→ Text extract:
5. Apply confound rules (see below).
6. Write `matrix.json` (full data) and `matrix.md` (human-readable table) to the run-timestamp directory.

### Confound rules (Confound column overload)

A single Confound column carries one of:

- `(baseline)` — the baseline cell.
- `—` — `step_time_ratio <= threshold` AND `nan_rate < baseline_nan_rate` (mitigation works without a speed cost; trust the cell).
- `speed (+N%)` — `step_time_ratio > threshold` (the mitigation may be suppressing failure via slower iteration).
- `no effect` — `nan_rate >= baseline_nan_rate` AND `step_time_ratio <= threshold` (the mitigation neither moved the failure rate nor slowed iteration).
- `error` — the whole cell failed; row is preserved so the matrix is complete.

Pre-registering kill criteria in the same column (rather than a separate Verdict column) keeps the matrix layout matching the source-of-truth manual table.

### Implicit env probes (host + per-environment)

[Raw records]
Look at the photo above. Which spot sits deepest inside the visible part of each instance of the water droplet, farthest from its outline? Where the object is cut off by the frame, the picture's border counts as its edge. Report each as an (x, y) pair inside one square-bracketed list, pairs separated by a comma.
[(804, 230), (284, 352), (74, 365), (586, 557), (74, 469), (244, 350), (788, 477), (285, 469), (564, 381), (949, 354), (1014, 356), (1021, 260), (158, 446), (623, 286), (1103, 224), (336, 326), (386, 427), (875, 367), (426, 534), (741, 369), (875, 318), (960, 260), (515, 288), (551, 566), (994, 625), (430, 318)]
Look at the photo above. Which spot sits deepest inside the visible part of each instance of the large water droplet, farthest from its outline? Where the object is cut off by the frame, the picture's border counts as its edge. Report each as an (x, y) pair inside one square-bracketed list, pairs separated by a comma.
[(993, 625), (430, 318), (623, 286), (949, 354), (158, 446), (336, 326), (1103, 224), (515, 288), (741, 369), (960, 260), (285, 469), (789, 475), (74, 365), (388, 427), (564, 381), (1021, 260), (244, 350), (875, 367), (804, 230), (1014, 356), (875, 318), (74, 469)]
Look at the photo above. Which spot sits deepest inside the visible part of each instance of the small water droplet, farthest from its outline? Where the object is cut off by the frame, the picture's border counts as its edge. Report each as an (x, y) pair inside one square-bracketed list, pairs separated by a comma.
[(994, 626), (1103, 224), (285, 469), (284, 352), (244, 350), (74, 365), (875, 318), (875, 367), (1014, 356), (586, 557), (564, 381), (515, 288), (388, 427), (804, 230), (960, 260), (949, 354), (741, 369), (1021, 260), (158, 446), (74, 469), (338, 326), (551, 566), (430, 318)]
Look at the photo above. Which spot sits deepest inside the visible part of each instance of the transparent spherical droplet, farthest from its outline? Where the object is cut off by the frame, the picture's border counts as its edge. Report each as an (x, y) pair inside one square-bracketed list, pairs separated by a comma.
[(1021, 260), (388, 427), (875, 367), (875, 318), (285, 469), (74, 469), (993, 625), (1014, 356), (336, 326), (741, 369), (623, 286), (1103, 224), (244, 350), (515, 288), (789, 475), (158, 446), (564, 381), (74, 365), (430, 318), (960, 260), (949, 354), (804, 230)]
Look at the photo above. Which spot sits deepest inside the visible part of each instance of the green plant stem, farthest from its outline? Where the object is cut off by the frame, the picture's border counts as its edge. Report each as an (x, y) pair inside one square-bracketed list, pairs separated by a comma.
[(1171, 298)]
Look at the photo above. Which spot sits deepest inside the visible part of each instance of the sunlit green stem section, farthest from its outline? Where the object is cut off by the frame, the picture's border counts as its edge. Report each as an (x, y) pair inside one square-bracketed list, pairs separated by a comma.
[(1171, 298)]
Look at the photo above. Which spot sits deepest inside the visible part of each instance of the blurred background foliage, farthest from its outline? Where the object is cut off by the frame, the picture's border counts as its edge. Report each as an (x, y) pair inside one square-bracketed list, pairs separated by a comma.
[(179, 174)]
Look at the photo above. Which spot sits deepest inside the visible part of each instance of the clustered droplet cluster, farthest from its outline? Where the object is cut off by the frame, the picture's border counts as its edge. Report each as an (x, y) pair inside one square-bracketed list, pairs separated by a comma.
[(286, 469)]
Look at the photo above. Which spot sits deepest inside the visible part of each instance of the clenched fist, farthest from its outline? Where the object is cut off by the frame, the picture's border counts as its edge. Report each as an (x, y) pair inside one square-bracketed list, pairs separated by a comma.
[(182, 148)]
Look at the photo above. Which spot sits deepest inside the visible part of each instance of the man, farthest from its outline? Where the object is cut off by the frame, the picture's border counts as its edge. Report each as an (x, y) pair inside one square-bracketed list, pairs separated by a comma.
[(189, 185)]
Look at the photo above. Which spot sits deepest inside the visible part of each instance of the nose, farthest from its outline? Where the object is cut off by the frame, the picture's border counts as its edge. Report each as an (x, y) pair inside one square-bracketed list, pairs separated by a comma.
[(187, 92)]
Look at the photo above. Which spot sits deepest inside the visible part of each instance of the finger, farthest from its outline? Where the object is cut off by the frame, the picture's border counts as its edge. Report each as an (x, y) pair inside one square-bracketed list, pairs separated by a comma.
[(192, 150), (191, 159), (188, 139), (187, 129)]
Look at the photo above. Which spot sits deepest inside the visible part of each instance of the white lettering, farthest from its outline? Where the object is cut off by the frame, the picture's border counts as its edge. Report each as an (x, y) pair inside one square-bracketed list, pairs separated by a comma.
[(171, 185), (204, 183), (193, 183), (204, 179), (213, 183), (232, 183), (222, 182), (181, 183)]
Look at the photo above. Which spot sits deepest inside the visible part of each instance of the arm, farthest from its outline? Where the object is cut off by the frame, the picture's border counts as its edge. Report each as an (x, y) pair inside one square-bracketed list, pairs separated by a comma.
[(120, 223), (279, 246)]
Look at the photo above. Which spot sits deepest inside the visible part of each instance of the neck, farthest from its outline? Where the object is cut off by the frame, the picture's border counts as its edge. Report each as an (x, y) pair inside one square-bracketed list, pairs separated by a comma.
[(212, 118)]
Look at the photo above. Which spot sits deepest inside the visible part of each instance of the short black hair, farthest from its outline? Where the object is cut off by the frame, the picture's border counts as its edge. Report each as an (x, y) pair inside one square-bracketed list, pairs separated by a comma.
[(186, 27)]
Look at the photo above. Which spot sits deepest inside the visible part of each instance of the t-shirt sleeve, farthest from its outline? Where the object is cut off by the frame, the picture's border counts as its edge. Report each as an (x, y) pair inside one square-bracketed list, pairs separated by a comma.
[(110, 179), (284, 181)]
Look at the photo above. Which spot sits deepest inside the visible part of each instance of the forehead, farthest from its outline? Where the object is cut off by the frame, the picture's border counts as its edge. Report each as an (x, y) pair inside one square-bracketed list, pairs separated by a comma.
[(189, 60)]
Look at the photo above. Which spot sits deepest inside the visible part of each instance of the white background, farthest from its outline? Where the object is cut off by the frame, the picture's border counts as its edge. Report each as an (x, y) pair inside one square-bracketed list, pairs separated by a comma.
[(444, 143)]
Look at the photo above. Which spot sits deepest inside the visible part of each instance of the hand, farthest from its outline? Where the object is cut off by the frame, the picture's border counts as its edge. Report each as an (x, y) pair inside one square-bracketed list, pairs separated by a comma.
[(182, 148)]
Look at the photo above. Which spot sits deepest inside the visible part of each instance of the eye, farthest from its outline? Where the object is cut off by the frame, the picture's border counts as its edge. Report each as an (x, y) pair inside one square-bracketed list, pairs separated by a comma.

→ Directions:
[A] Answer these questions about the matrix documentation above the data, one answer per line:
(i) Which two files are written to the run-timestamp directory?
(ii) Which entry in the Confound column is used when a row is kept so the matrix is complete?
(iii) What does pre-registering kill criteria in the same column keep matching the source-of-truth manual table?
[B] Reproduce the stretch of the matrix documentation from "Pre-registering kill criteria" through "source-of-truth manual table.".

→ Answers:
[A]
(i) `matrix.json` and `matrix.md`
(ii) `error`
(iii) The matrix layout

[B]
Pre-registering kill criteria in the same column (rather than a separate Verdict column) keeps the matrix layout matching the source-of-truth manual table.